Turning off the action of neurotransmitters is as important as turning it on. If released neurotransmitter molecules simply remained in the synaptic cleft, the postsynaptic membrane would become saturated with neurotransmitter, and receptors would be constantly activated. As a result, the postsynaptic cell would remain hyperpolarized or depolarized and would be unresponsive to short-term changes in the presy-naptic cell. The more discrete each separate neuronal signal is, the more information can be processed in a given time. Thus neurotransmitter must be cleared from the synaptic cleft shortly after it is released by the axon terminal.
Neurotransmitter action may be terminated in several ways. First, enzymes may destroy the neurotransmitter. Acetylcholine, for example, is rapidly destroyed by the enzyme acetylcholinesterase, which is present in the synaptic cleft in close association with the acetylcholine receptors on the postsynaptic membrane (see Figures 44.13 and 44.14). Some of the most deadly nerve gases developed for chemical warfare work by inhibiting acetylcholinesterase. As a result, acetylcholine lingers in the synaptic clefts, causing the victim to die of spastic (contracted) muscle paralysis. Some agricultural insecticides, such as malathion, also inhibit acetylcholinesterase and can poison farm workers if used without safety precautions.

━━━

### EXERCISE TASKS
**a)** Please rewrite the passage on neurotransmitter action starting at "Neurotransmitter action may" and ending at "without safety precautions.", replacing "acetylcholinesterase" with "cholinesterase".
**b)** Write the next part of the passage on neurotransmitter action, picking up after its final sentence.

Dataset excerpts:
━━━

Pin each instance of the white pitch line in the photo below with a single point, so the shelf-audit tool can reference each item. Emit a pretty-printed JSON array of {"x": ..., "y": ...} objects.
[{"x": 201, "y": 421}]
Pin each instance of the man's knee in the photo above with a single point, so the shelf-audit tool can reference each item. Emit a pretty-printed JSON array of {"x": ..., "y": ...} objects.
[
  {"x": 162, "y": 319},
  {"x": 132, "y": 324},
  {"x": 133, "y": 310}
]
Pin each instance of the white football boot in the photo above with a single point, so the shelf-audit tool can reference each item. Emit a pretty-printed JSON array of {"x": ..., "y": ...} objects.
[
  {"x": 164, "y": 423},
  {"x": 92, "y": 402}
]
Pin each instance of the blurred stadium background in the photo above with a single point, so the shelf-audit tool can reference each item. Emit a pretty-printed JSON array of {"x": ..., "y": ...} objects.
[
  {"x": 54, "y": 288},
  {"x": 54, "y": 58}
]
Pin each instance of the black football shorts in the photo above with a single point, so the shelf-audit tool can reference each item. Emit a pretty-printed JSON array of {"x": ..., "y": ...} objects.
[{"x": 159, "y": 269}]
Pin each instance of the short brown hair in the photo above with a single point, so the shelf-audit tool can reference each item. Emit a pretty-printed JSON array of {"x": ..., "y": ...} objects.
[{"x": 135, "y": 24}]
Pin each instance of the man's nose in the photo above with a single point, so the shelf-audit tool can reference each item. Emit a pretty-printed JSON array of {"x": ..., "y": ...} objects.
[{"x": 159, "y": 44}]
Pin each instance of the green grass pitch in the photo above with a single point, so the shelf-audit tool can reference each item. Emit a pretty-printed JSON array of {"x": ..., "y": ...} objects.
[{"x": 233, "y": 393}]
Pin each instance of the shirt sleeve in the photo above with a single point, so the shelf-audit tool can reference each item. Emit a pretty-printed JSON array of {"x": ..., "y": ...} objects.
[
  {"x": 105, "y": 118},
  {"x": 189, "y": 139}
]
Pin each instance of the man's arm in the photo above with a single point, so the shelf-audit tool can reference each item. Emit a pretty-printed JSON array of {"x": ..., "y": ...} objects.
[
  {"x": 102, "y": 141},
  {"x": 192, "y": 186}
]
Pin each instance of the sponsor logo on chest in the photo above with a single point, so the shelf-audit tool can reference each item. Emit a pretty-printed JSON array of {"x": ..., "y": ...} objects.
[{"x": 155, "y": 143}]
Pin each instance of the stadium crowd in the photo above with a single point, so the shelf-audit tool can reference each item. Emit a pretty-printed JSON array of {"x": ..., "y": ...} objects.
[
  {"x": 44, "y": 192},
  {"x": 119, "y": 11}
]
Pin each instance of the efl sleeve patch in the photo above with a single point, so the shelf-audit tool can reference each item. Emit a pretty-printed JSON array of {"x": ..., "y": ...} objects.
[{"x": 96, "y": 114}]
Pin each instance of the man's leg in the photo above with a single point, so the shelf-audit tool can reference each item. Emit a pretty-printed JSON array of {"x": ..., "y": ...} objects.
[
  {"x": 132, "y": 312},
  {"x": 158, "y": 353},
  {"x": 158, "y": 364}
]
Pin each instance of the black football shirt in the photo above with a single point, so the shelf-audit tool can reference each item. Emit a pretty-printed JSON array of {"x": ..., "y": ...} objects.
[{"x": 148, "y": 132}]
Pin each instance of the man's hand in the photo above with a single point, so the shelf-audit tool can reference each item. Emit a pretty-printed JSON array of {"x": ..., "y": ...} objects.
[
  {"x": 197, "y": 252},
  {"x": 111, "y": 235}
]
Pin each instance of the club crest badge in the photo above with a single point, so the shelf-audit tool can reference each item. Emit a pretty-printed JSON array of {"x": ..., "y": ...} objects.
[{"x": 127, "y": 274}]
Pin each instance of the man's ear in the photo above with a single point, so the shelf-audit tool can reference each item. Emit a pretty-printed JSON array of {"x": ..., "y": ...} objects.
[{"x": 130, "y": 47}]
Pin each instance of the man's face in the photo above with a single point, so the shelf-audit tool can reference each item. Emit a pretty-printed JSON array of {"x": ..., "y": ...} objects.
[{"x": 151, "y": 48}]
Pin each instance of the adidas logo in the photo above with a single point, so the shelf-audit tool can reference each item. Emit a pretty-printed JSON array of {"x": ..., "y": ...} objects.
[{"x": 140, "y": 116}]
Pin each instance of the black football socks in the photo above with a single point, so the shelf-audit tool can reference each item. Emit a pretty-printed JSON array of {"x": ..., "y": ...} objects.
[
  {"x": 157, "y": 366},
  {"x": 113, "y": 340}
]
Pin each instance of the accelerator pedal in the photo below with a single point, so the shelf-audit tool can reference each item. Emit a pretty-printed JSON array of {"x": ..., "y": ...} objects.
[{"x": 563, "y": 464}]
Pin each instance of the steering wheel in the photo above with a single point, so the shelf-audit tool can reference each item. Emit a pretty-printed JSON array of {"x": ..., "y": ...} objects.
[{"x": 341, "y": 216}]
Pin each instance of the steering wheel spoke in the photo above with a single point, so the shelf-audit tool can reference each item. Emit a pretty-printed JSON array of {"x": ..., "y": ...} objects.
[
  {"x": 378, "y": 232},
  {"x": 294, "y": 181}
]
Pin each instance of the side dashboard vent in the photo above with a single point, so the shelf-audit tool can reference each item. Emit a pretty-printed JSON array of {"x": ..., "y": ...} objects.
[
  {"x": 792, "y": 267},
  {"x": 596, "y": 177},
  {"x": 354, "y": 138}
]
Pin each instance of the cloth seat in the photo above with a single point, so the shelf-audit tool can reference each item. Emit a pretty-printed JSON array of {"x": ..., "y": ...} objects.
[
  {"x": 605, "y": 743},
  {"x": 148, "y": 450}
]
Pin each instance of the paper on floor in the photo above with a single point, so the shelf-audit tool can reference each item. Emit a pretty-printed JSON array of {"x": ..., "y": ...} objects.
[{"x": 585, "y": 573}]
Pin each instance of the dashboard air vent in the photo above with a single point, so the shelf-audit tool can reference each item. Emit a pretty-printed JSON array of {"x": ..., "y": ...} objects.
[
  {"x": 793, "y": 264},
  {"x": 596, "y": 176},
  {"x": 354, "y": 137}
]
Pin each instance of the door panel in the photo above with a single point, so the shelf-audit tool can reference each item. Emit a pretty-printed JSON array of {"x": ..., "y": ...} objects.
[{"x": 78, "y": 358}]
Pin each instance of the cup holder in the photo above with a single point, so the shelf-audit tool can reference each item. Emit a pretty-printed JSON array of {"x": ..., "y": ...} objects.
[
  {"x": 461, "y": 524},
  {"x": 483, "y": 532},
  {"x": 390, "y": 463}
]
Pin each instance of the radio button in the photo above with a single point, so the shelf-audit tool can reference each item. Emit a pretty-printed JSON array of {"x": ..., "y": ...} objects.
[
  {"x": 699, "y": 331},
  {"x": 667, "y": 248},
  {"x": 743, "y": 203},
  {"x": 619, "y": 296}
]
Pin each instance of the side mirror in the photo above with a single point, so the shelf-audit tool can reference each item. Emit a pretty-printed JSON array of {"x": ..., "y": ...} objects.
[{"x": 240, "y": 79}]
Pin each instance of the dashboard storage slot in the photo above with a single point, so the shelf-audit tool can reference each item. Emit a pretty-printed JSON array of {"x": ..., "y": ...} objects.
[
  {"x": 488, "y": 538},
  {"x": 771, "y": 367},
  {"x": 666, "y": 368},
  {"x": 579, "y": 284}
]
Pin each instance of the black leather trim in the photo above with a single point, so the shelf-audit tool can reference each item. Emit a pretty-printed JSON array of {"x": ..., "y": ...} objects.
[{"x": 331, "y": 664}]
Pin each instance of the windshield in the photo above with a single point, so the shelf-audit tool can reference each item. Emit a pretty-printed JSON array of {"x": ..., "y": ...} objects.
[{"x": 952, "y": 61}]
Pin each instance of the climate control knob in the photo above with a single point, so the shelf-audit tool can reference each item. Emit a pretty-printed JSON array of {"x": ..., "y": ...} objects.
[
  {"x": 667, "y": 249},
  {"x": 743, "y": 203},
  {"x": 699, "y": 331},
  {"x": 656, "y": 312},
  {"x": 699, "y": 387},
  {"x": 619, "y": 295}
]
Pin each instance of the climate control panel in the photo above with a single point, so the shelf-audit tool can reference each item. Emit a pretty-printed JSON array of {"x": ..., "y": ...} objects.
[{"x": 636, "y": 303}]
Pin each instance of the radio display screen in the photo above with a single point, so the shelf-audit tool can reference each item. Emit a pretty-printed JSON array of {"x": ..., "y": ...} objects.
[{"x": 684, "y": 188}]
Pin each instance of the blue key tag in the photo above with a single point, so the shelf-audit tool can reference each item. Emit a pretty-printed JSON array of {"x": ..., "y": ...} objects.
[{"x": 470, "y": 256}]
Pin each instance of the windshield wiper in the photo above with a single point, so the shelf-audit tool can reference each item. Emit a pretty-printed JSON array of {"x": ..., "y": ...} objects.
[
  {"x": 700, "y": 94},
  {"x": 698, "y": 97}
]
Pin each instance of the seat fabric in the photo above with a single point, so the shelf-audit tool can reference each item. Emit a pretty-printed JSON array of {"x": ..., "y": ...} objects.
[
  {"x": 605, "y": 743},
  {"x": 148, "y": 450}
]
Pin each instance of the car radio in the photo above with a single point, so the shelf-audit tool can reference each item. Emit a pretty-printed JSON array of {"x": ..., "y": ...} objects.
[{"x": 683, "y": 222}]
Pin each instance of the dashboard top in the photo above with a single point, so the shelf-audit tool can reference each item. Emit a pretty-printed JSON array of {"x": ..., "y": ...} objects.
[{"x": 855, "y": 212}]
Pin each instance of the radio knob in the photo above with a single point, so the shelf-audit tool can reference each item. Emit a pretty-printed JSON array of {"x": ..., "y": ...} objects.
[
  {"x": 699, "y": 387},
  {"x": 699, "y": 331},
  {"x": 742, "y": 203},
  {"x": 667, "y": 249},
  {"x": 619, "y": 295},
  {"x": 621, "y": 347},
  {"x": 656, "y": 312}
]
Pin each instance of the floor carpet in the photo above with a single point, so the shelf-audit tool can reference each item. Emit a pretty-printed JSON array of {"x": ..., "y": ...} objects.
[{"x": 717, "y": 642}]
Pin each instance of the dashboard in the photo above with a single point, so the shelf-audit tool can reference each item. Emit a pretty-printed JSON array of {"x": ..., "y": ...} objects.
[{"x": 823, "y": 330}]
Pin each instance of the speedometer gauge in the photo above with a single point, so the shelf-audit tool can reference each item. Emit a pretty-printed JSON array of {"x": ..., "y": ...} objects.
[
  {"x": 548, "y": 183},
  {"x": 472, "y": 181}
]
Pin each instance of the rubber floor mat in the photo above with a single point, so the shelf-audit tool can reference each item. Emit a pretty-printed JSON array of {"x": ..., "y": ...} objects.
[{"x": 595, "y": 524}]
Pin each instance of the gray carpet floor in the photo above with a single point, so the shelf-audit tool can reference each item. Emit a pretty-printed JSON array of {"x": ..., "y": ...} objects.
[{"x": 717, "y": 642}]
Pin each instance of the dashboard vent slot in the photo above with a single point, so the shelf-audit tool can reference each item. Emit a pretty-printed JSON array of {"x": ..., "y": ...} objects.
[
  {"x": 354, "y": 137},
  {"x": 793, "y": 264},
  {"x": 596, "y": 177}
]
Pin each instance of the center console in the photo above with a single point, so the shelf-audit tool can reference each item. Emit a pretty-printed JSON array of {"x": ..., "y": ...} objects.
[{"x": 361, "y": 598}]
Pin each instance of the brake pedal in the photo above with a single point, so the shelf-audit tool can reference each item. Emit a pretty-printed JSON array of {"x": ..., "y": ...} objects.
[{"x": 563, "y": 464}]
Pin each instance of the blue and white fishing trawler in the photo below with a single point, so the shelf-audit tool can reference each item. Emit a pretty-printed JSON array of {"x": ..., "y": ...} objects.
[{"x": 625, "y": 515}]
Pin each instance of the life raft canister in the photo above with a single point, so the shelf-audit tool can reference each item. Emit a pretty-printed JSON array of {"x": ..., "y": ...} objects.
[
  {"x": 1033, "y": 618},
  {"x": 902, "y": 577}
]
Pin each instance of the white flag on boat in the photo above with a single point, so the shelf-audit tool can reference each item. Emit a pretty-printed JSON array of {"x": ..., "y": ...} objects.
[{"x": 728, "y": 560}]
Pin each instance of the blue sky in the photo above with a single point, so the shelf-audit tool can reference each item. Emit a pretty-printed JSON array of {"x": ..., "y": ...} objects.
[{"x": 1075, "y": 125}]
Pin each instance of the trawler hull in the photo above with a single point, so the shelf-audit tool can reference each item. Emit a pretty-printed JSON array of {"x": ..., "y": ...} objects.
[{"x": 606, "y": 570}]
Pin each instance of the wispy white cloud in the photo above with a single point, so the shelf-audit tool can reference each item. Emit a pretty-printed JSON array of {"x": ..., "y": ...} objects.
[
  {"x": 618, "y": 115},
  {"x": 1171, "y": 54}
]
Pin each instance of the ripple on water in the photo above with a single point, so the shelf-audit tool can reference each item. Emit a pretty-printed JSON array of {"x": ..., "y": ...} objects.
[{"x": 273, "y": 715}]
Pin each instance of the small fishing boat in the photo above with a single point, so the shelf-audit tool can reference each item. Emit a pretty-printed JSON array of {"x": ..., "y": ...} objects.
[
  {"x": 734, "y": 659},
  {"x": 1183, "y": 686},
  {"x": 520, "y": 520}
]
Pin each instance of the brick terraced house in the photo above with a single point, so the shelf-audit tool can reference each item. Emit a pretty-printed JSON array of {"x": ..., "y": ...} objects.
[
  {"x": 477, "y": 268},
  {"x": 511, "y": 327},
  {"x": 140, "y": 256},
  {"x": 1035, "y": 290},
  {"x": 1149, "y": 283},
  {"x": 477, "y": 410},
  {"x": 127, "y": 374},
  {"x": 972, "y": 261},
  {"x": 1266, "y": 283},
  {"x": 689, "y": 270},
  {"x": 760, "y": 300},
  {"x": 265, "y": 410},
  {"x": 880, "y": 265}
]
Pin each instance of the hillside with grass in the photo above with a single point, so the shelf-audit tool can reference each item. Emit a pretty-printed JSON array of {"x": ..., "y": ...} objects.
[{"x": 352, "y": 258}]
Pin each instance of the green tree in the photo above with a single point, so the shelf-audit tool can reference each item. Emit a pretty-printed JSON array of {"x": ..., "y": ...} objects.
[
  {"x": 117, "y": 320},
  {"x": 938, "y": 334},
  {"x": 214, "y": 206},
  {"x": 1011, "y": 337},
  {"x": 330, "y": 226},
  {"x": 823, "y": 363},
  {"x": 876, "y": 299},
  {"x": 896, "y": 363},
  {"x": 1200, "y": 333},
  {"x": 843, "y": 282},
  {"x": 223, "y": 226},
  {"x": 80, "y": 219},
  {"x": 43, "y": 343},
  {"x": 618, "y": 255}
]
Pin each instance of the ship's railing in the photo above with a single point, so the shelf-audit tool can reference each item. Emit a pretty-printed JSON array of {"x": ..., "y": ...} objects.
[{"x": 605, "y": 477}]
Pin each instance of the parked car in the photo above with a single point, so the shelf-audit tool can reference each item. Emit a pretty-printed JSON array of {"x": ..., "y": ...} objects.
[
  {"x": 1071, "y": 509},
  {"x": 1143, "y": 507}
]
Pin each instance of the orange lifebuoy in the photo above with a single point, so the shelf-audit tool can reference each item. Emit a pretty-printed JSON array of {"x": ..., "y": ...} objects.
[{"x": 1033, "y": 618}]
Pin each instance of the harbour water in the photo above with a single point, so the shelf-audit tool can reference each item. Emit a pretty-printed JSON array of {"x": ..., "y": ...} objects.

━━━

### RESPONSES BY ITEM NUMBER
**a)**
Neurotransmitter action may be terminated in several ways. First, enzymes may destroy the neurotransmitter. Acetylcholine, for example, is rapidly destroyed by the enzyme cholinesterase, which is present in the synaptic cleft in close association with the acetylcholine receptors on the postsynaptic membrane (see Figures 44.13 and 44.14). Some of the most deadly nerve gases developed for chemical warfare work by inhibiting cholinesterase. As a result, acetylcholine lingers in the synaptic clefts, causing the victim to die of spastic (contracted) muscle paralysis. Some agricultural insecticides, such as malathion, also inhibit cholinesterase and can poison farm workers if used without safety precautions.

**b)**
Second, neurotransmitter may simply diffuse away from the cleft. Third, neurotransmitter may be taken up via active transport by nearby cell membranes. Prozac, a drug commonly prescribed to treat depression, slows the reuptake of the neurotransmitter serotonin, thus enhancing its activity at the synapse.
Because neurons can interact in the complex ways we have just discussed, networks of neurons can process and integrate information. Multiple neuronal networks constitute the nervous systems of animals. In the next three chapters, we will see many examples of how neurons work together in networks to accomplish specific tasks. These networks use all of the mechanisms we have discussed in this chapter: excitatory and inhibitory synapses, presynaptic excitation and inhibition, and mechanisms of long-term potentiation. Through these operations, our brains solve puzzles, create inventions, remember experiences, fall in love, and learn about biology. The challenge for the future is to understand how these networks work.